Source document —
Were going to have to start calling you 'Elephant' Jim, that is a good memory you have!

Tony Jay


----------



## JimHess43 (Feb 9, 2014)

I don't want to dissolution you, Tony. But I'm afraid memory didn't have anything to do with it. I have been wondering about this user since I recommended the Canon printer to him about a week ago on this forum. He said in that thread that he had ordered one. When this thread opened I looked at the user name and simply went back and compared with the other thread. I wish my memory was that good.:nod:


----------



## Tony Jay (Feb 9, 2014)

Better than mine in this regard, nonetheless!

Tony Jay


----------



## rclanger (Feb 10, 2014)

Yes, Jim you are correct. I received the printer got it setup on my network and selected as has been described. The results were great. But as one may expect I do have a followup question or two....

There were 2 selections for the printer/paper combination. Descriptions were identical except for a number in it. One had 1/2 and the other 3.

Lightroom lets me select more than one, so I selected both.

I do not have anymore of the same paper so the question is for future reference.

I want to buy some more 8 1/2 by 11. I want to make sure I buy a brand that I will be able to find the correct profile.


----------



## JimHess43 (Feb 10, 2014)

Dataset content —
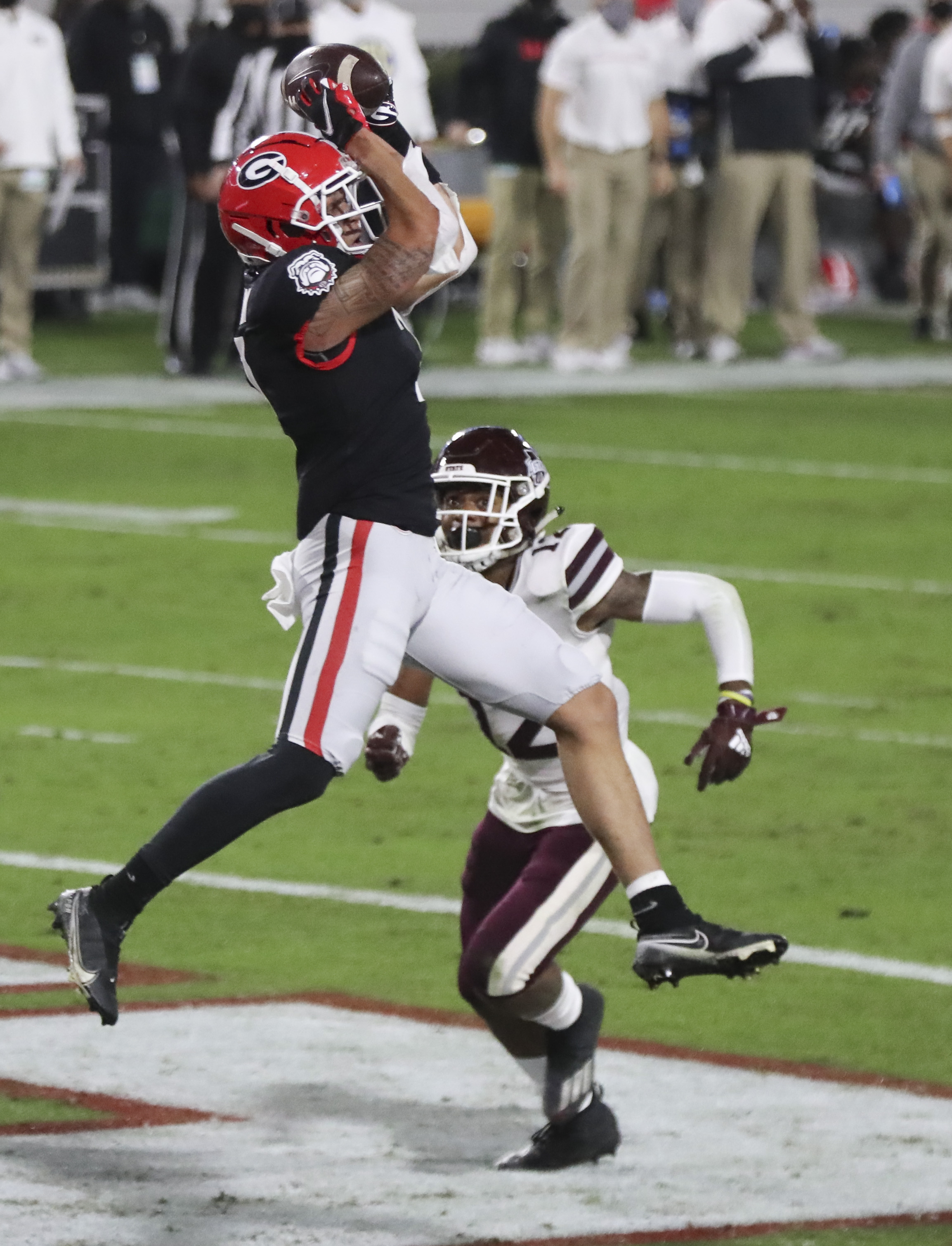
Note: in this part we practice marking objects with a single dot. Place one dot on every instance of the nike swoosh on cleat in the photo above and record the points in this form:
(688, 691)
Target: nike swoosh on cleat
(699, 941)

Exercise prompt — Can you carry on the forum thread about printer paper profiles from where it stops above?

Answer for the task —
The one that has 1/2 is to be used when you have the quality setting in the driver set to high, The one with 3 is used when you have the print quality set to standard. In reading on another forum the general consensus is that using high quality does not consume any more ink, so I always use the high setting. As far as brands of paper is concerned, I really like Red River. They have a paper very similar to the sample package that came with the printer. The Canon paper is a little bit warmer, and for most applications I prefer the Red River paper.  Red River also has a superb glossy and a very impressive metallic paper that I like to use. They also have other types of specialty papers, and there are profiles for your printer for every paper that they sell. They offer a sample kit containing different types of their paper for $12.95 that you might consider purchasing and giving them all a try to see which ones work best with your style of photography.  Here is a link to their website:
http://www.redrivercatalog.com/browse/index.htm.
Take some time to browse their website. You can download all the profiles you want for free. I particularly like their satin, glossy, and metallic paper. I have tried a sample of their San Gabriel semi gloss paper and I think I'm going to order some of it. So far, I haven't learned how to prepare images for matte paper, so I'm leaving that alone for the time being.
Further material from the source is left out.